**What you will do:**
The response must consist of each line in the listing that has the word "below" in it.

**Exercise inputs:**

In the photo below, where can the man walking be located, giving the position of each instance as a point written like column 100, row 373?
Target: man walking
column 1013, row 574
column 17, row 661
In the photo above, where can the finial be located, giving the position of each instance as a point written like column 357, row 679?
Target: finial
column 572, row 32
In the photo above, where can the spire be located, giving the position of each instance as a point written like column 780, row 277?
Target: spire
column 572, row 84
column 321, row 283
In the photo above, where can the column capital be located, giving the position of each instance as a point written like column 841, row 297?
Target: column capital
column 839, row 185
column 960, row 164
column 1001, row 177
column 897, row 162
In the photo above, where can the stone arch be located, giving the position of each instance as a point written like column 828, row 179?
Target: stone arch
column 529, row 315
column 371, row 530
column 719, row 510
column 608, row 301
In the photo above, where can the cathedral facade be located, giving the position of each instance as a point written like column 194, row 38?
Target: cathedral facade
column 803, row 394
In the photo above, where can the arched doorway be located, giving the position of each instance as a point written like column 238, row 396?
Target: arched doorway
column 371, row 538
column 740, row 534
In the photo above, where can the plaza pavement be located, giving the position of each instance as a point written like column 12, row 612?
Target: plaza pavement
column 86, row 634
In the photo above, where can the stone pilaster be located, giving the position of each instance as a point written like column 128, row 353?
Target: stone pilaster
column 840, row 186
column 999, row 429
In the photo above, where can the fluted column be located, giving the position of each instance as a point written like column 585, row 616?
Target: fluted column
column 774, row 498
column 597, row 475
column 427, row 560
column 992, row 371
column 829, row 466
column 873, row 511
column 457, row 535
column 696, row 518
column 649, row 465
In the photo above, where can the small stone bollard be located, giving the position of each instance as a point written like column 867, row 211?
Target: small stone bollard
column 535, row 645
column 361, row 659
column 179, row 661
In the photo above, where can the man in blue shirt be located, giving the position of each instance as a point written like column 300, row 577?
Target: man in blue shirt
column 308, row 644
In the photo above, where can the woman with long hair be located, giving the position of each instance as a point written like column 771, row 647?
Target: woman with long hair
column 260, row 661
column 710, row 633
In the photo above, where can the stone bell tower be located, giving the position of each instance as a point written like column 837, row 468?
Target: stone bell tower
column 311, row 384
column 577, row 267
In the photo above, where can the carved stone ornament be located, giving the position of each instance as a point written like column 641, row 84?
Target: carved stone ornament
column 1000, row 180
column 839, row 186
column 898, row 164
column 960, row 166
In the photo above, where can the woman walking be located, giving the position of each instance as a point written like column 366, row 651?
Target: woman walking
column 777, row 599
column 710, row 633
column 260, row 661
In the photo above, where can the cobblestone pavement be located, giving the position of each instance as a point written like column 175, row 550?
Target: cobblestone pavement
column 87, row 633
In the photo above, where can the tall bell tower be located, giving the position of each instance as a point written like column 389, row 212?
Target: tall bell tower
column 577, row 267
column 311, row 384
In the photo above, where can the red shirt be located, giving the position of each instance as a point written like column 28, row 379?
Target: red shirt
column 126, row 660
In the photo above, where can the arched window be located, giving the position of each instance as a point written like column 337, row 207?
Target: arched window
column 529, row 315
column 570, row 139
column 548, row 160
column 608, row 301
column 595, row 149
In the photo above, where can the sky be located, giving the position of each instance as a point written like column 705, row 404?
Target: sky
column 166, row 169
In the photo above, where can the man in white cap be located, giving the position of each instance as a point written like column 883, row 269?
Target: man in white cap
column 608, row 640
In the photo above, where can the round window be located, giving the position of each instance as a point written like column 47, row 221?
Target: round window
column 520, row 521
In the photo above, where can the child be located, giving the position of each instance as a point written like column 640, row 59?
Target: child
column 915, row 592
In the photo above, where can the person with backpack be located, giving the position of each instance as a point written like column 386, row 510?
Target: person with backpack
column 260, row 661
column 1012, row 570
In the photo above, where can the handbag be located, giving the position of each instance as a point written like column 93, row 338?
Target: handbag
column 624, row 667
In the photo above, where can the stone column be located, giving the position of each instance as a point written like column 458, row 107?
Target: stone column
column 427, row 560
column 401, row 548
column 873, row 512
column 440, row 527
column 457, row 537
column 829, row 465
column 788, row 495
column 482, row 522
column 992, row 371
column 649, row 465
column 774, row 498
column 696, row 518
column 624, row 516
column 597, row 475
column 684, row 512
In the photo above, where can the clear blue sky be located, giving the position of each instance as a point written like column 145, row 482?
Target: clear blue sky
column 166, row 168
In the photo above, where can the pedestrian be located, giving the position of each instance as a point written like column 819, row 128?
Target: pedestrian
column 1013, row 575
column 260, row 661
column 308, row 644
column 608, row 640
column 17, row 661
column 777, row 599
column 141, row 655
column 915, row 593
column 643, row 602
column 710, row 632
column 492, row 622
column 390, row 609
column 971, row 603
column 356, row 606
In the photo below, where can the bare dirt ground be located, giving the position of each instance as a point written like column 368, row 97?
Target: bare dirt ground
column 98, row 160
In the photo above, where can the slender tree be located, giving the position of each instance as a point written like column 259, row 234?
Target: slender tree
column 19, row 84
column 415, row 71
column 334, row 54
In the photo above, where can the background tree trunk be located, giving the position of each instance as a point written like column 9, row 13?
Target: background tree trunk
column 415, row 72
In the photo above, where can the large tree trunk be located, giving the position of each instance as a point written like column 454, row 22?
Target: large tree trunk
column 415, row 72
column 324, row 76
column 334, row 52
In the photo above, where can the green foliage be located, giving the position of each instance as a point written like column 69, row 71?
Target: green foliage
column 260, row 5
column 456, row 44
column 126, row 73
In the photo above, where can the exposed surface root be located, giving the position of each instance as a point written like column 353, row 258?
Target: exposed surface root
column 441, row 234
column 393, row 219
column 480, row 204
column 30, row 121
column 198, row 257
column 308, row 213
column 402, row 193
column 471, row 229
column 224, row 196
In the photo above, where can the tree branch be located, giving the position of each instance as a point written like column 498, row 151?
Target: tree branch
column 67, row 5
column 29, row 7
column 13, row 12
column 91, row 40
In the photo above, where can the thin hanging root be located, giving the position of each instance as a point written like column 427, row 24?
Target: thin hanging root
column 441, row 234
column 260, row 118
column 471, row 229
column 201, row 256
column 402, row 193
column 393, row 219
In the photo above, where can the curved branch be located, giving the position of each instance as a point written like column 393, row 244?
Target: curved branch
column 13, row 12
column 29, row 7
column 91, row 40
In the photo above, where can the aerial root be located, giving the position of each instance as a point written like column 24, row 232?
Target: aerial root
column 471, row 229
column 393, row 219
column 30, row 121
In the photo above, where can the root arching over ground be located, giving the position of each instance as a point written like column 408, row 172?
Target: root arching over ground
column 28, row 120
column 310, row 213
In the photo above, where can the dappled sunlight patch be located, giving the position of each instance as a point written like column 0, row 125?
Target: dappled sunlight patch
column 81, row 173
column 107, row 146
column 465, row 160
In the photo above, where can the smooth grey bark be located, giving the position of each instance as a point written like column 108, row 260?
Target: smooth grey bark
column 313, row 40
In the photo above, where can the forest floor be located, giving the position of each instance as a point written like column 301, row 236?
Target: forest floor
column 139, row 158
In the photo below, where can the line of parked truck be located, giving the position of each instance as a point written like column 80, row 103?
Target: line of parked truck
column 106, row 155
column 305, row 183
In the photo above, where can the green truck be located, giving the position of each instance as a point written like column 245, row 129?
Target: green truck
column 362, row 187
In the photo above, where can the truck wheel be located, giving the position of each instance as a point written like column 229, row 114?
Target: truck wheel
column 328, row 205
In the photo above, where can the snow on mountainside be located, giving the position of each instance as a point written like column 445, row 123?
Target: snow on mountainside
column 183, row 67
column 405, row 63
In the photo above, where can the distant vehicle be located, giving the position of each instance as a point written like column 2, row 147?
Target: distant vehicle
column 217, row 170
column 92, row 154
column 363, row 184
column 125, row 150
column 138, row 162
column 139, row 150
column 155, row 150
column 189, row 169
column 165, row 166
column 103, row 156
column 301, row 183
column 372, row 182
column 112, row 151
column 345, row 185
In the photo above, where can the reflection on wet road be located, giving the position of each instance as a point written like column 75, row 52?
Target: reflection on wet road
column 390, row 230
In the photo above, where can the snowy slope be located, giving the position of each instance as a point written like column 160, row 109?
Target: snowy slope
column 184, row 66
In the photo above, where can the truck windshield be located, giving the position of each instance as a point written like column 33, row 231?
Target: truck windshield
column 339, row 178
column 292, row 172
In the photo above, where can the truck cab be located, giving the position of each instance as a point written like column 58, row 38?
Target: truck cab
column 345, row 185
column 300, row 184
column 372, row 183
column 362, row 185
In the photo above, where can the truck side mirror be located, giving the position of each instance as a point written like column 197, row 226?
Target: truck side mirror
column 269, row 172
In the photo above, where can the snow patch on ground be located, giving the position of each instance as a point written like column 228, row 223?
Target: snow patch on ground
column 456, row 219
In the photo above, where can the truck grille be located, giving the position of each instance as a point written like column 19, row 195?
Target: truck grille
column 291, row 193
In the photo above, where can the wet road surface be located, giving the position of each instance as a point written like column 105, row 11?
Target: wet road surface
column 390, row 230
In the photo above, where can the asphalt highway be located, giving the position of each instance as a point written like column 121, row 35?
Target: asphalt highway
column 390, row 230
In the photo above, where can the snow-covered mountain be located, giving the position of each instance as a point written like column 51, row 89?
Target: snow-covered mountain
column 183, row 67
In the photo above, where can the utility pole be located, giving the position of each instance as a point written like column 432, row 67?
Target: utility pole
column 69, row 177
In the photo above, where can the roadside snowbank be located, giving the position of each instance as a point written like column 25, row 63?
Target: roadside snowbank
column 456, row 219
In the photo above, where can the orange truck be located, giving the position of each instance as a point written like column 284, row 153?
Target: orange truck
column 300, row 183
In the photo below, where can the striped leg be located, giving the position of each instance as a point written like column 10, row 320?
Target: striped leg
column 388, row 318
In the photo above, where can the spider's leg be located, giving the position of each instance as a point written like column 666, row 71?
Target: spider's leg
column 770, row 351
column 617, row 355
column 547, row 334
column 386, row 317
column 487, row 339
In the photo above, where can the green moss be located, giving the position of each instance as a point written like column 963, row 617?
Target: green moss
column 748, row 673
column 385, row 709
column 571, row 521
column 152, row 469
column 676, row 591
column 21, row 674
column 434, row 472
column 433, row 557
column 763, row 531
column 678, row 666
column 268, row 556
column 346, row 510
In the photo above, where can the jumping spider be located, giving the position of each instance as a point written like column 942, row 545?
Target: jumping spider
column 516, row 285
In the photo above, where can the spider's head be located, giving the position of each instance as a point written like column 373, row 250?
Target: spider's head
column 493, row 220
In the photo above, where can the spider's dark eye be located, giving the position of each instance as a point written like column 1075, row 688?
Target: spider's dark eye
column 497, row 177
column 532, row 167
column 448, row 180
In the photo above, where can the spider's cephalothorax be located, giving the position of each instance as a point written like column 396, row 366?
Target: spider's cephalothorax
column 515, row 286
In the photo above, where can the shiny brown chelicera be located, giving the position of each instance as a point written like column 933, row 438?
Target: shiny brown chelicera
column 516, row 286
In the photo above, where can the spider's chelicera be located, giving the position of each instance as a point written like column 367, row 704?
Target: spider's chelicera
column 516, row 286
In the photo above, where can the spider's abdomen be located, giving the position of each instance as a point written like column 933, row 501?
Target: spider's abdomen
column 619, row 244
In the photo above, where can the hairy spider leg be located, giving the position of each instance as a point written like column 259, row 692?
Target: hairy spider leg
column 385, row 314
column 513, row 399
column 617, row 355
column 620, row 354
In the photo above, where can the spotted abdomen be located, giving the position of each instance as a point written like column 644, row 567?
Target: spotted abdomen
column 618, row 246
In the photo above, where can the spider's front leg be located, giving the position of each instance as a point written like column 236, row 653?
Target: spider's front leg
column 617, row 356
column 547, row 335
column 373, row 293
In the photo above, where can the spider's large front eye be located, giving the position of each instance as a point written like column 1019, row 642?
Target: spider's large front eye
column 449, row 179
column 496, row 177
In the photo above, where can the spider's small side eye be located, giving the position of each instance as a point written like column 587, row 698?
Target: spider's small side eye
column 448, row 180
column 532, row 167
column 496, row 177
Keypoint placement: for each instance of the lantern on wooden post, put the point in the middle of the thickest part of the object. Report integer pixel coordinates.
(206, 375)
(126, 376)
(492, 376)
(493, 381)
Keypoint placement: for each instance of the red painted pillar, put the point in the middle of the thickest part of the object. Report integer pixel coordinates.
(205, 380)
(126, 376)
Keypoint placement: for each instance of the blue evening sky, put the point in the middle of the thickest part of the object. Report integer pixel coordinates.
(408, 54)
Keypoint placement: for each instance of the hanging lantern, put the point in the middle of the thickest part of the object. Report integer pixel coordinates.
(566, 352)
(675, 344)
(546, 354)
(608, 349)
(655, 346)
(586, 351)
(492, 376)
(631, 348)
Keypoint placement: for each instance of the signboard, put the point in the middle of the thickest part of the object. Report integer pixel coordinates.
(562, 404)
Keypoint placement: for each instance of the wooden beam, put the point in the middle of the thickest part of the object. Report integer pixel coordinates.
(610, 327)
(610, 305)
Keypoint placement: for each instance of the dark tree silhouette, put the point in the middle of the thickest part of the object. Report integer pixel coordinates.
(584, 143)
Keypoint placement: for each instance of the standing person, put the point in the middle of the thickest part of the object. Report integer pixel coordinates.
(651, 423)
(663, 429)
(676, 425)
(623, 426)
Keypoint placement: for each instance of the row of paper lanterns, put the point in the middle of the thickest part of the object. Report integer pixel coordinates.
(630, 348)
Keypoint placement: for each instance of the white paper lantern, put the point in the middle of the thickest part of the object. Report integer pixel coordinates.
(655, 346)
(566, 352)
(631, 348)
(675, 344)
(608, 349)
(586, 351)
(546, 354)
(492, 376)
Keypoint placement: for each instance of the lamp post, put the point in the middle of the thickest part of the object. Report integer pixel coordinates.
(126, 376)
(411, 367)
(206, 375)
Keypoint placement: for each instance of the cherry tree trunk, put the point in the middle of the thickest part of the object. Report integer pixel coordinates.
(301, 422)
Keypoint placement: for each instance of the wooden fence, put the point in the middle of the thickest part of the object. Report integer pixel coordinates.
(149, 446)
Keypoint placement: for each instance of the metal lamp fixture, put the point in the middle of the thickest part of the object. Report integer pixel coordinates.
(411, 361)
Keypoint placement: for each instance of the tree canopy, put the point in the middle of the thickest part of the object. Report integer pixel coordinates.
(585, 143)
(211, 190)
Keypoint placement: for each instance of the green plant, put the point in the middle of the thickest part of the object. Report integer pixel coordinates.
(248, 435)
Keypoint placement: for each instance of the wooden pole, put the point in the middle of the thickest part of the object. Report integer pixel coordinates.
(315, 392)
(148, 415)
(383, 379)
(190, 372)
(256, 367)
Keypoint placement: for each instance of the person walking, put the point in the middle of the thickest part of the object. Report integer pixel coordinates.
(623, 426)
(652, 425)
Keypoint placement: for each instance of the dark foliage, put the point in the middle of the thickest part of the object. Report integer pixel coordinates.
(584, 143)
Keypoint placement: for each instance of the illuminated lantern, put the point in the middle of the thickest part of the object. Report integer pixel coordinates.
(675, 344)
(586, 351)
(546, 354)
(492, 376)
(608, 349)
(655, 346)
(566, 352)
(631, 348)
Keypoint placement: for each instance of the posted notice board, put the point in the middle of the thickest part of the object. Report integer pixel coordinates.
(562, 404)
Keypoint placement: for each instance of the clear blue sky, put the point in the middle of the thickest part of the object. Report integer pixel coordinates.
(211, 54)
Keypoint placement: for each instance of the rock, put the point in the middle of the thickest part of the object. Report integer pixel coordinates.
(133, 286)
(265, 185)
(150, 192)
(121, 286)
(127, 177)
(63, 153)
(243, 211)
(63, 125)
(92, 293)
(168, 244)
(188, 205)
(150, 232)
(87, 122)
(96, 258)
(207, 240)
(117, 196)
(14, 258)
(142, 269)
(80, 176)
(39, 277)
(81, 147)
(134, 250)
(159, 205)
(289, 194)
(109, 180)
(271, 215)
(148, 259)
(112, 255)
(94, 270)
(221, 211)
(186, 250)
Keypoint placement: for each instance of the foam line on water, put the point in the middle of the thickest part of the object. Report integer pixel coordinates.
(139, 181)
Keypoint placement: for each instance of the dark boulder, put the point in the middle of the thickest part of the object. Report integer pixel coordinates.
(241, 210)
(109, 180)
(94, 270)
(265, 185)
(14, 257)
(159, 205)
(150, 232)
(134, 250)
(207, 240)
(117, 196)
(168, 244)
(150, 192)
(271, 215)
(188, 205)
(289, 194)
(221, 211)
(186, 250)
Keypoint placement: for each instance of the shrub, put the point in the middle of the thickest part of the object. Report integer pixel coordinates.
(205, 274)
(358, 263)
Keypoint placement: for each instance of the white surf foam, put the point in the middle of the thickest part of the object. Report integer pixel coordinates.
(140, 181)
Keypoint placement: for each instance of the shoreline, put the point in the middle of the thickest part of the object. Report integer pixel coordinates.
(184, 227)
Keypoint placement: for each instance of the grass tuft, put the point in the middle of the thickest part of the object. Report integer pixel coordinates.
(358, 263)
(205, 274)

**Exercise answer:**
In the photo below, where can the man walking be located, giving the position of each instance as a point written like column 100, row 373?
In the photo below, where can the bare dirt ground be located, giving the position of each instance as a point written like column 368, row 97?
In the photo below, where can the line of parked truck be located, giving the position of each instance as a point written like column 80, row 103?
In the photo below, where can the striped leg be located, giving the position of each instance as a point written like column 10, row 320?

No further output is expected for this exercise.